**Quoted text:**

Offside, 13 January

Showing the red card to Robo-refs.

Duleep Allirajah

Topics Politics

I’m no technophobe but I’ve always been opposed to the use of video replays to aid football referees. If we eliminate human error from the game we risk diminishing its drama, or so I’ve always thought. But after Pedro Mendes’ goal that never was at Old Trafford, surely only the staunchest troglodyte would oppose the introduction of video technology? Call me Captain Ludd but I’m still not convinced.

When Roy Carroll continued Manchester United’s fine tradition of comical goalkeeping gaffes by spilling Pedro Mendes’ punt over the goal line, nobody could deny that Spurs had suffered a terrible miscarriage of soccer justice. Linesman Rob Lewis, however, denied that he should have gone to Specsaver. ‘The Spurs player shot from distance and I was doing my primary job which was to stand in line with the last defender and watch for an offside’, said Lewis. ‘There was nothing I could have done differently apart from run faster than Linford Christie.’

The incident has renewed the clamour for the introduction of video technology to support referees. ‘What really annoys me is that we are here in 2005, watching something on a TV monitor within two seconds of the incident occurring and the referee isn’t told about it’, said Spurs coach Martin Jol. Somewhat surprisingly Sir Alex Ferguson was in agreement. ‘I think it hammers home what a lot of people have been asking for and that’s that technology should play a part in the game’, said Fergie.

One might expect the beleaguered refereeing community to feel threatened by the introduction of ‘Roboref’ technology, with mobs of Luddite officials roaming the land smashing up pitch-side cameras. But even referees are not opposed in principle. ‘I look positively at new aids if they help us along – if, for example, we could send a signal to a referee’s wristwatch’, said Volker Roth, chair of the UEFA referees’ committee. ‘But I don’t like instant video replays. Football is a fast-flowing game, which should not be chopped up or constantly interrupted.’ Now, the UEFA referees’ committee is not the sort of institution with which any freedom-loving individual ought to have affinity. But I find myself seduced by Herr Roth’s faultless logic.

Rows from a pointing dataset:

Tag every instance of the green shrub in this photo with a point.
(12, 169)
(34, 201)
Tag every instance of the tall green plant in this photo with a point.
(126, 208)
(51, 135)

**Instructions to follow:** Copy the whole column on video replays for football referees, word for word. Those rows are not needed for anything here.

**Solution for this task:**
Offside, 13 January

Showing the red card to Robo-refs.

Duleep Allirajah

Topics Politics

I’m no technophobe but I’ve always been opposed to the use of video replays to aid football referees. If we eliminate human error from the game we risk diminishing its drama, or so I’ve always thought. But after Pedro Mendes’ goal that never was at Old Trafford, surely only the staunchest troglodyte would oppose the introduction of video technology? Call me Captain Ludd but I’m still not convinced.

When Roy Carroll continued Manchester United’s fine tradition of comical goalkeeping gaffes by spilling Pedro Mendes’ punt over the goal line, nobody could deny that Spurs had suffered a terrible miscarriage of soccer justice. Linesman Rob Lewis, however, denied that he should have gone to Specsaver. ‘The Spurs player shot from distance and I was doing my primary job which was to stand in line with the last defender and watch for an offside’, said Lewis. ‘There was nothing I could have done differently apart from run faster than Linford Christie.’

The incident has renewed the clamour for the introduction of video technology to support referees. ‘What really annoys me is that we are here in 2005, watching something on a TV monitor within two seconds of the incident occurring and the referee isn’t told about it’, said Spurs coach Martin Jol. Somewhat surprisingly Sir Alex Ferguson was in agreement. ‘I think it hammers home what a lot of people have been asking for and that’s that technology should play a part in the game’, said Fergie.

One might expect the beleaguered refereeing community to feel threatened by the introduction of ‘Roboref’ technology, with mobs of Luddite officials roaming the land smashing up pitch-side cameras. But even referees are not opposed in principle. ‘I look positively at new aids if they help us along – if, for example, we could send a signal to a referee’s wristwatch’, said Volker Roth, chair of the UEFA referees’ committee. ‘But I don’t like instant video replays. Football is a fast-flowing game, which should not be chopped up or constantly interrupted.’ Now, the UEFA referees’ committee is not the sort of institution with which any freedom-loving individual ought to have affinity. But I find myself seduced by Herr Roth’s faultless logic.